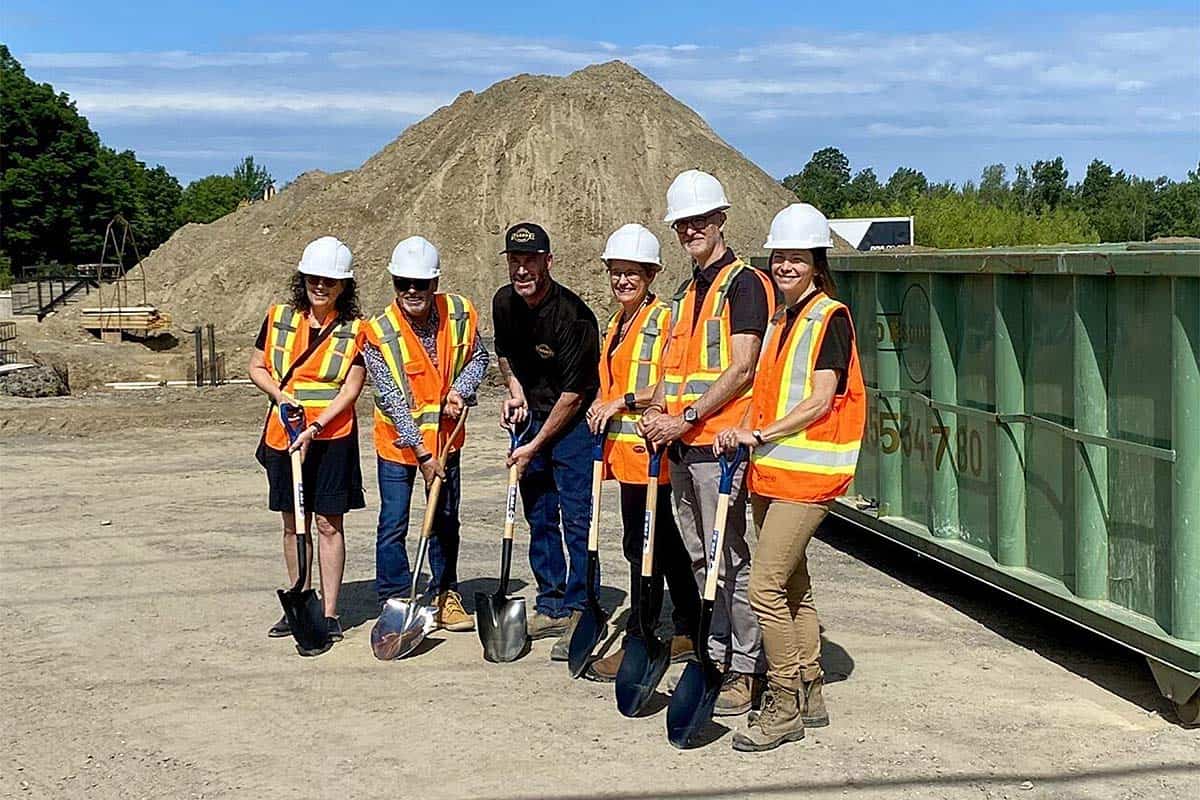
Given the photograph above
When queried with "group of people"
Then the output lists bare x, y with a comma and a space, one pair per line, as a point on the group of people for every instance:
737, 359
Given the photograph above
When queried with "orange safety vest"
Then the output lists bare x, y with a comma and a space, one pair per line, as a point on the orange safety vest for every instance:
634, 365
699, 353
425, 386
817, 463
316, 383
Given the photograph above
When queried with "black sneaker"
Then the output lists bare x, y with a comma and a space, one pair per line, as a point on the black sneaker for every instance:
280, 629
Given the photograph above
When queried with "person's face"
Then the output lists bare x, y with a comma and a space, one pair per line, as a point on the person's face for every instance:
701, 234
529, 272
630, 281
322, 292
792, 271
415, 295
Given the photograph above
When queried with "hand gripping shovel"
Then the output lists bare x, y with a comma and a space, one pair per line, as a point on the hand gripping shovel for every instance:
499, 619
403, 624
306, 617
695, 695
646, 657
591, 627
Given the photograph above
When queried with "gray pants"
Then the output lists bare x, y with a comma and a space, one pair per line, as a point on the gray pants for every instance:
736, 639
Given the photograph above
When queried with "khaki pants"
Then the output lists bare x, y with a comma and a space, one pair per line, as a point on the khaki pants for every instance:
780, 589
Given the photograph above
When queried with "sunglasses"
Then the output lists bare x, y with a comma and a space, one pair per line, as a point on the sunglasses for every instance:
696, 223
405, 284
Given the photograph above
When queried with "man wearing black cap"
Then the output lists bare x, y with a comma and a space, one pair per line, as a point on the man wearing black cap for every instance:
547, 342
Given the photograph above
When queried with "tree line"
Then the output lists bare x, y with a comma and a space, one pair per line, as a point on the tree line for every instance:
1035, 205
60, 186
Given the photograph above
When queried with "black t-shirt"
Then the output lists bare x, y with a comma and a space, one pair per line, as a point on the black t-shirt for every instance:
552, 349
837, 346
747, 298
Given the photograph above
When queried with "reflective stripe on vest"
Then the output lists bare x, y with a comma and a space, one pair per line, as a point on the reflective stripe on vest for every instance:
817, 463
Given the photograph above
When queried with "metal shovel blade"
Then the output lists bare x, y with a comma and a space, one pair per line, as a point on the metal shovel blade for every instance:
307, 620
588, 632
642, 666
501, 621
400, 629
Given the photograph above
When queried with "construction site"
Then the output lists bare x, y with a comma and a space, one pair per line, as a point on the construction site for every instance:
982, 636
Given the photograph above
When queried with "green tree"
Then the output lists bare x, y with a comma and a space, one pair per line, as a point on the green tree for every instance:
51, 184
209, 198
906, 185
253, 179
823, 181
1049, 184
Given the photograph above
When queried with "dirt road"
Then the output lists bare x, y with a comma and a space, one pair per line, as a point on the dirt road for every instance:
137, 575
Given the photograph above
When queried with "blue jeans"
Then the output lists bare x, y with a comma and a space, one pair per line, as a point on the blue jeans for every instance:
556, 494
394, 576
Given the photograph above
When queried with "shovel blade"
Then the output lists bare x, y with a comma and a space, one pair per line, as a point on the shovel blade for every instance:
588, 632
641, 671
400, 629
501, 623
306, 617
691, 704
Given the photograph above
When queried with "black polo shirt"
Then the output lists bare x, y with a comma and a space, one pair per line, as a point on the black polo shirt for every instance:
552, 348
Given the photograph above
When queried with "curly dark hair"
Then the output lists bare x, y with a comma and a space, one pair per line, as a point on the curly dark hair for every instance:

...

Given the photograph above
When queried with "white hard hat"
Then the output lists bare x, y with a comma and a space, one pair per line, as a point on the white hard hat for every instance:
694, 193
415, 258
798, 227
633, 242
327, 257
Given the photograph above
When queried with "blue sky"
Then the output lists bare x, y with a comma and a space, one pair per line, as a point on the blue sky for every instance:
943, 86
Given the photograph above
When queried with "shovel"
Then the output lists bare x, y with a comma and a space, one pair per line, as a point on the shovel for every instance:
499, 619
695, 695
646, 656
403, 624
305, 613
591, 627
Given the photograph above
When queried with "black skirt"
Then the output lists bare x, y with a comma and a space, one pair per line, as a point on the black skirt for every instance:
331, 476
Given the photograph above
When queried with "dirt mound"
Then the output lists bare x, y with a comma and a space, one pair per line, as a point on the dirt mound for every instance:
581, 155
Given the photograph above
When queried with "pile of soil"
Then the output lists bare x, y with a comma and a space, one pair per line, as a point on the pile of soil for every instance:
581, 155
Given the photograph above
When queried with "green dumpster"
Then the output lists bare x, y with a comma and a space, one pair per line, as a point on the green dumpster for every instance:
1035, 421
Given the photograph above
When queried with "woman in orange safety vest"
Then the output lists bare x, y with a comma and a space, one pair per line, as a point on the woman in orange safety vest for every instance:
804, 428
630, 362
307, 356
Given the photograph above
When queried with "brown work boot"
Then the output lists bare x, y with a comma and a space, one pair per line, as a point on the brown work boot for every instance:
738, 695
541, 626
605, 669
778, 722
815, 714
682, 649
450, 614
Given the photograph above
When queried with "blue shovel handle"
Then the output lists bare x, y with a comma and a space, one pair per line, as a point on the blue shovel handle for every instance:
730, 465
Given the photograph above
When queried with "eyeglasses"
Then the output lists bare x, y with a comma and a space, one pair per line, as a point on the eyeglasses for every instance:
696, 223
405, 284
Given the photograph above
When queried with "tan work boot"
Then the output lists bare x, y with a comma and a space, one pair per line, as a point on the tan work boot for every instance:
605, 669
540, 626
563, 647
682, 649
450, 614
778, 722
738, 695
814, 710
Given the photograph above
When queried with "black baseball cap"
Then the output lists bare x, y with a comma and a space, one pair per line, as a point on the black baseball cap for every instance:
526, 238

* [WRITTEN PROBLEM] Which lines in the material above contain the string "gray", with case counting? Copy each of those lines.

* [EXERCISE ANSWER]
When queried with "gray pants"
Then the output lists bare x, y with a comma and a space, one pair per line, as a point on the gray pants for every instance:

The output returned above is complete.